((
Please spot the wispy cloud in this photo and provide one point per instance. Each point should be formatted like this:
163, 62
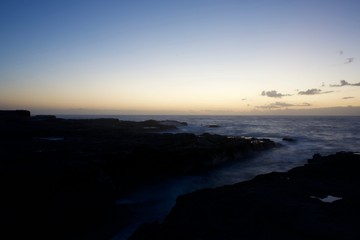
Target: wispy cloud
277, 105
313, 91
345, 83
273, 94
349, 60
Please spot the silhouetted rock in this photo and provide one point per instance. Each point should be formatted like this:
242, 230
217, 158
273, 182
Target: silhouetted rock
63, 176
289, 139
320, 200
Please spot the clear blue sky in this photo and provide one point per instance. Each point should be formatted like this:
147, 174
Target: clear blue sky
181, 57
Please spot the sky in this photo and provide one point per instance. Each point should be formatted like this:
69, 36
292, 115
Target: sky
180, 57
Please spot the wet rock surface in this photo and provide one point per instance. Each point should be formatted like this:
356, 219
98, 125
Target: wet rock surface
320, 200
60, 178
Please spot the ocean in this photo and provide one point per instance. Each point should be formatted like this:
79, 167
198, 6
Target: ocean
311, 134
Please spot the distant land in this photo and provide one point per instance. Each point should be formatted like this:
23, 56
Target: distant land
))
■ **What you need to do**:
Could you return every line from the entries above in which the string "distant" occurs?

■ **Your solution**:
Please spot the distant land in this photo and provide one point per instance. Each point should be formatted like this:
Target: distant land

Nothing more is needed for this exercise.